_AANGELEVERDE TEKST_:
Inleidende opmerking
Artikel 4.14 van het Bhd is met ingang van 1 juli 2024 gewijzigd. Als in deze uitspraak wordt verwezen naar dit artikel wordt verwezen naar (de tekst van) dit artikel zoals dat luidde tot 1 juli 2024.
I Moet het ‘optreed- en vervoersverbod’ van 4.14 Bhd onverbindend worden verklaard?
Standpunt rendierhouders
1.1
De rendierhouders stellen zich in beroep primair op het standpunt dat het verbod van artikel 4.14 van het Bhd onverbindend dient te worden verklaard omdat dit verbod een belemmering vormt van het vrij verkeer van diensten, zoals bedoeld in artikel 56 van het Verdrag betreffende de werking van de Europese Unie (VWEU) en in de Richtlijn 2006/123/EG van het Europees Parlement en de Raad van 12 december 2006 betreffende diensten op de interne markt (Dienstenrichtlijn).
Standpunt van de minister
1.2
De minister stelt zich op het standpunt dat er geen grond is om de verbodsbepaling van artikel 4.14 Bhd onverbindend te verklaren of buiten toepassing te laten.
Oordeel van het College
1.3.1
Het College overweegt allereerst dat indien de Uniewetgever gebruik heeft gemaakt van zijn bevoegdheid om een bepaalde materie volledig te harmoniseren, deze regeling volgens rechtspraak van het Hof van Justitie van de Europese Unie (Hof van Justitie) het nieuwe toetsingskader vormt voor de nationale wetgevers en instanties (vergelijk het arrest van 5 oktober 1977, Tedeschi/Denkavit, ECLI:EU:C:1977:144). Nu met de Dienstenrichtlijn de harmonisatie van artikel 56 VWEU is beoogd, heeft deze richtlijn hierna als toetsingskader te gelden.
1.3.2
Het College stelt voorop dat artikel 4.14 van het Bhd geen verbod bevat om rendieren als zodanig te houden of te vervoeren. Aan de verboden in artikel 4.14 Bhd ligt ten grondslag dat men een einde wil maken aan ‘vertoning’ (artikel 2.16 Wet dieren) en publiek optreden met bepaalde (‘wilde’) dieren, en het daarmee gepaard gaand vervoer (artikel 2.5, tweede lid, Wet dieren) van deze dieren.
Artikel 4.14 Bhd behelst evenmin een beperking van de vrijheid van rendierhouders om zich in Nederland te vestigen en vormt daarom geen beperking van de vrijheid van vestiging van dienstverrichters (hoofdstuk III van de Dienstenrichtlijn).

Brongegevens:

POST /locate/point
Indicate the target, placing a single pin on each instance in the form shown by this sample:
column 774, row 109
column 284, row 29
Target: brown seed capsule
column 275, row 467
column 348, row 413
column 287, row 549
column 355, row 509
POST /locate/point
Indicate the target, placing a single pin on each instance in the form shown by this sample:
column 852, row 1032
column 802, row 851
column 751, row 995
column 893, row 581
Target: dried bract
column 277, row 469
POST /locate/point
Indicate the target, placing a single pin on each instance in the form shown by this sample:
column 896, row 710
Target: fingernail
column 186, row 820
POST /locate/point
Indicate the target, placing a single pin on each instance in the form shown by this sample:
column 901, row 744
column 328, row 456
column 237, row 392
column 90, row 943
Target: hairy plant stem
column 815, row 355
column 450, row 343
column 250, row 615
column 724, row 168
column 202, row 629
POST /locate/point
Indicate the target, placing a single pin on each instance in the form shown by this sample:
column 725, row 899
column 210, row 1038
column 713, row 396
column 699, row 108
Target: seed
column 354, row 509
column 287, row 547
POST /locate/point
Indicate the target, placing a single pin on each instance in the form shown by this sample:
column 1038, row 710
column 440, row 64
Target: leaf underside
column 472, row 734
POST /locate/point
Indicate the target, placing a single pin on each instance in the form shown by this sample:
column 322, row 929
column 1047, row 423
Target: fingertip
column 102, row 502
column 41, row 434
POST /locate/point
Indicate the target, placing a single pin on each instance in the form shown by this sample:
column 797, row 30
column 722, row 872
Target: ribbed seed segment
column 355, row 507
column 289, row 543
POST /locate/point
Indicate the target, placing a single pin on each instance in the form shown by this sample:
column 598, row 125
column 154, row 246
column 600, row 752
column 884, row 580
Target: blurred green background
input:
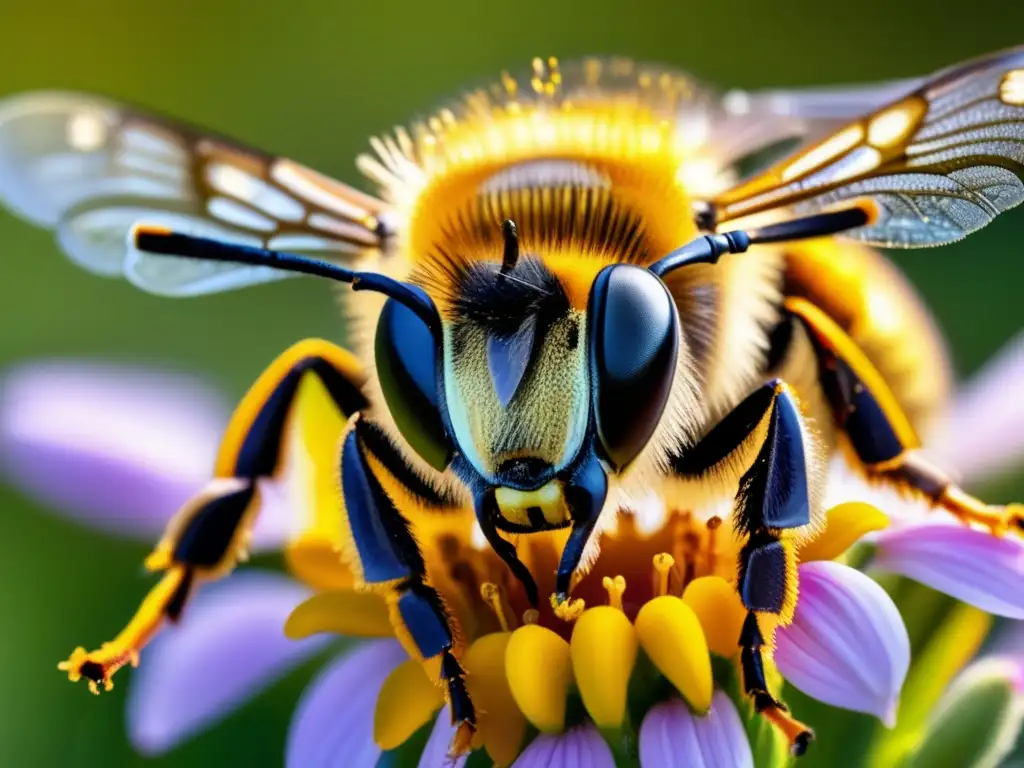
column 311, row 79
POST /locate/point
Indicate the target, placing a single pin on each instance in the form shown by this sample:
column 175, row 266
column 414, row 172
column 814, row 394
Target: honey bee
column 569, row 291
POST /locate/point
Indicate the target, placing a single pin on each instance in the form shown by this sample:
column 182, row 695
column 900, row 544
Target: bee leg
column 387, row 558
column 487, row 513
column 879, row 431
column 209, row 535
column 773, row 502
column 586, row 491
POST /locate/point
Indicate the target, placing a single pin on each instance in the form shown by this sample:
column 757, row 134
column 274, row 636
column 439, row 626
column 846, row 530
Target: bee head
column 520, row 381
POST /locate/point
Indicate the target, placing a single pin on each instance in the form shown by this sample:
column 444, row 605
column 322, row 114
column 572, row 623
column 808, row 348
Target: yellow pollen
column 492, row 595
column 663, row 566
column 615, row 588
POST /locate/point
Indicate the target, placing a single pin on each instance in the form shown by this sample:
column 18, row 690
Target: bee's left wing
column 90, row 169
column 929, row 167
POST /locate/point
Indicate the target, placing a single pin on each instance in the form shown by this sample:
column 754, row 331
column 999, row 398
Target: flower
column 647, row 668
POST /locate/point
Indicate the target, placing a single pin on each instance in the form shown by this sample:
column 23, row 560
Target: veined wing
column 90, row 169
column 931, row 166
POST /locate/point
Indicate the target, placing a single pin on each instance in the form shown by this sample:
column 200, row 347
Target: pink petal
column 435, row 753
column 230, row 644
column 577, row 747
column 984, row 432
column 334, row 723
column 969, row 564
column 115, row 446
column 671, row 736
column 847, row 645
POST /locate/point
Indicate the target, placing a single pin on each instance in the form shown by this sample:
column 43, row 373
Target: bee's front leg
column 880, row 432
column 207, row 537
column 384, row 554
column 775, row 502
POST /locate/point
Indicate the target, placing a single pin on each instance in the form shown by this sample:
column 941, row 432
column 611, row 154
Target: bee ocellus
column 571, row 290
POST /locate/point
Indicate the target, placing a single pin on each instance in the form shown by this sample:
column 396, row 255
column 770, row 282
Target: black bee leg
column 882, row 436
column 385, row 554
column 774, row 503
column 209, row 535
column 486, row 515
column 586, row 491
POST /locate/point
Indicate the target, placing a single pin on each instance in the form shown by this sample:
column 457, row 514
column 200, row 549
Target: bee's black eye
column 633, row 348
column 406, row 352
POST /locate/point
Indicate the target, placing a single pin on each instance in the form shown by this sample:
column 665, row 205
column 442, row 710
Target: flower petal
column 228, row 646
column 115, row 446
column 671, row 736
column 408, row 699
column 580, row 745
column 847, row 645
column 984, row 432
column 435, row 754
column 604, row 649
column 671, row 635
column 500, row 725
column 969, row 564
column 334, row 722
column 539, row 667
column 845, row 524
column 343, row 612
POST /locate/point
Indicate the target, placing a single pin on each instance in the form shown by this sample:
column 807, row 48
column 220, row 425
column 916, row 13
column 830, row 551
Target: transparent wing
column 89, row 169
column 931, row 166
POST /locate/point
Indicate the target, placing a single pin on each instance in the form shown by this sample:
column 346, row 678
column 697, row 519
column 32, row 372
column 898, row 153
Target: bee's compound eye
column 633, row 348
column 407, row 366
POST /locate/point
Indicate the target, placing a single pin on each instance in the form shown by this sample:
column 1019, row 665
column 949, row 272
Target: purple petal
column 672, row 736
column 847, row 645
column 435, row 753
column 984, row 432
column 971, row 565
column 334, row 723
column 580, row 745
column 229, row 645
column 118, row 448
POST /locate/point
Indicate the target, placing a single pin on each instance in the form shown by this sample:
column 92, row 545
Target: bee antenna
column 164, row 242
column 511, row 256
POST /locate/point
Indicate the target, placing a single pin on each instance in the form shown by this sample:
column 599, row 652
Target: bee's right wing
column 90, row 169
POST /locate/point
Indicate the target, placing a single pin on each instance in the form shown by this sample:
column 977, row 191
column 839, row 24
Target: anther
column 663, row 567
column 615, row 589
column 492, row 595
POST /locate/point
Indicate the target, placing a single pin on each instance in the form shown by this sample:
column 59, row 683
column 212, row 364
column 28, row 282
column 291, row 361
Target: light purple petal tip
column 435, row 753
column 119, row 448
column 671, row 736
column 115, row 446
column 580, row 745
column 971, row 565
column 984, row 432
column 334, row 723
column 229, row 645
column 847, row 645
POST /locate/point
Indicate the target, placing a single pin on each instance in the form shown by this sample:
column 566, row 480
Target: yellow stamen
column 604, row 650
column 539, row 667
column 671, row 635
column 615, row 589
column 99, row 666
column 663, row 566
column 714, row 523
column 342, row 612
column 492, row 595
column 407, row 700
column 500, row 725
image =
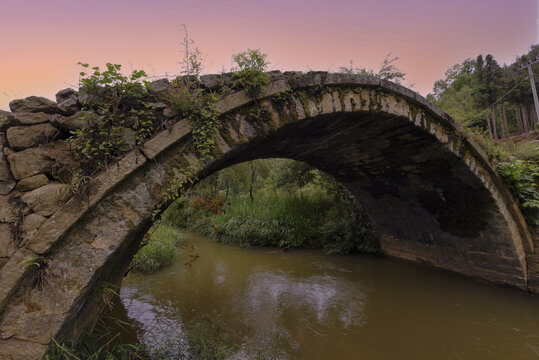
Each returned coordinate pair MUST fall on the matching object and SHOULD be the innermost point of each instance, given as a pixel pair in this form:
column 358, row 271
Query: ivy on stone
column 118, row 115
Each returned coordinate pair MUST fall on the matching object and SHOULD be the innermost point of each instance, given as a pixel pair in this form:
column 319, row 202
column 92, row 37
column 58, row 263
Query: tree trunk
column 520, row 130
column 501, row 122
column 253, row 179
column 533, row 125
column 505, row 120
column 493, row 113
column 524, row 118
column 489, row 126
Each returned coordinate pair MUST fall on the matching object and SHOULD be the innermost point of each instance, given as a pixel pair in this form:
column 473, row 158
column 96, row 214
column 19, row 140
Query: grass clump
column 308, row 220
column 159, row 250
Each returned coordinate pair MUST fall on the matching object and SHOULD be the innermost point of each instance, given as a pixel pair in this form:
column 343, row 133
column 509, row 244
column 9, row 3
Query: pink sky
column 42, row 41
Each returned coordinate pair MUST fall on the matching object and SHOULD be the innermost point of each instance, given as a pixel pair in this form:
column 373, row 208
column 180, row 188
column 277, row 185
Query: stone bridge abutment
column 432, row 193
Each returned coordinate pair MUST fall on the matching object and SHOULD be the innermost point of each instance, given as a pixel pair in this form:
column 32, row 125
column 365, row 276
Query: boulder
column 6, row 210
column 33, row 182
column 34, row 104
column 47, row 199
column 69, row 107
column 5, row 172
column 23, row 137
column 159, row 88
column 211, row 81
column 68, row 101
column 157, row 105
column 31, row 224
column 6, row 120
column 6, row 186
column 35, row 161
column 169, row 113
column 7, row 245
column 65, row 94
column 128, row 137
column 76, row 121
column 27, row 118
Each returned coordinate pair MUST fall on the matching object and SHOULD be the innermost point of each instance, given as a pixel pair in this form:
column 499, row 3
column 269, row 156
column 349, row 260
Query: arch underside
column 425, row 202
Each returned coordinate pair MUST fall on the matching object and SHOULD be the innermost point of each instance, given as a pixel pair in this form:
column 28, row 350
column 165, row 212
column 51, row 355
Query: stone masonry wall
column 91, row 242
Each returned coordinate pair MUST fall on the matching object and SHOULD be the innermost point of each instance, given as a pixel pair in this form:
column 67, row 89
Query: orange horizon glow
column 41, row 42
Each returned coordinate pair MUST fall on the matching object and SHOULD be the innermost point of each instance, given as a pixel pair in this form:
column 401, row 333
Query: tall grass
column 160, row 249
column 313, row 220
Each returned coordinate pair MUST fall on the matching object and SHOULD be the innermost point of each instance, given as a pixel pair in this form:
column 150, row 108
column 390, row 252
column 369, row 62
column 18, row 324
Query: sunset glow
column 42, row 41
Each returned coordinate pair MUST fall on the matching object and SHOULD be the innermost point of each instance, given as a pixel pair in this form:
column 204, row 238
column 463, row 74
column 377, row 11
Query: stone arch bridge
column 431, row 192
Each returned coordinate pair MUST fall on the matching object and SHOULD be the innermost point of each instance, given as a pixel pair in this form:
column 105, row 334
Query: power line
column 500, row 98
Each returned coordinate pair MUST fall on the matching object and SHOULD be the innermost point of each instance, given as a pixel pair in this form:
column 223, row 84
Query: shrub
column 159, row 251
column 119, row 105
column 250, row 71
column 522, row 178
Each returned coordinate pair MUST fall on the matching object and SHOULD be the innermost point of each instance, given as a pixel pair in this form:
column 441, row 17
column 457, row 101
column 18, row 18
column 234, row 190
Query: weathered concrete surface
column 431, row 193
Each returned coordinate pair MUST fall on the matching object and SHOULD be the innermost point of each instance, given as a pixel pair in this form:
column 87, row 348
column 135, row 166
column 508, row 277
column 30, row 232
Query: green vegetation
column 294, row 206
column 388, row 70
column 494, row 104
column 119, row 115
column 522, row 178
column 105, row 342
column 250, row 73
column 159, row 248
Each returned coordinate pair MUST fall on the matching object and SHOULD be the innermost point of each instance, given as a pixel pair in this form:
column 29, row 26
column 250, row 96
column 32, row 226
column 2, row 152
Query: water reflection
column 304, row 305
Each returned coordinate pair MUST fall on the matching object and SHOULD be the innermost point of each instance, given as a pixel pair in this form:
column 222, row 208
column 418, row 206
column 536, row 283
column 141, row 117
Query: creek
column 302, row 304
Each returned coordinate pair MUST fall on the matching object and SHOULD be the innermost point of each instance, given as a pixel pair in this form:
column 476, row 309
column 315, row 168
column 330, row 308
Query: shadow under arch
column 432, row 194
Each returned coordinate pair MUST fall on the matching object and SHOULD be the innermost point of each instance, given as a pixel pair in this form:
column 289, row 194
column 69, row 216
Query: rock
column 6, row 213
column 159, row 88
column 129, row 139
column 6, row 120
column 34, row 104
column 69, row 107
column 157, row 105
column 211, row 81
column 65, row 94
column 6, row 186
column 169, row 113
column 76, row 121
column 31, row 224
column 7, row 245
column 28, row 118
column 5, row 172
column 47, row 199
column 40, row 160
column 68, row 101
column 33, row 182
column 3, row 141
column 23, row 137
column 83, row 96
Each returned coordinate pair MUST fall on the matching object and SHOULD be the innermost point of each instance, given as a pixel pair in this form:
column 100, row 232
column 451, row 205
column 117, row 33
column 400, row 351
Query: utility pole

_SCHRIFTELIJKE OPDRACHT_:
Beantwoord deze vragen over de uitspraak over het optreed- en vervoersverbod:
1. Met ingang van welke datum is artikel 4.14 van het Bhd gewijzigd?
2. Op welk artikel van het VWEU beroepen de rendierhouders zich?
3. Welk hoofdstuk van de Dienstenrichtlijn gaat over de vrijheid van vestiging van dienstverrichters?
De items spelen hierbij geen enkele rol.

_ANTWOORD OP OPDRACHT_:
1. 1 juli 2024
2. Artikel 56 VWEU
3. Hoofdstuk III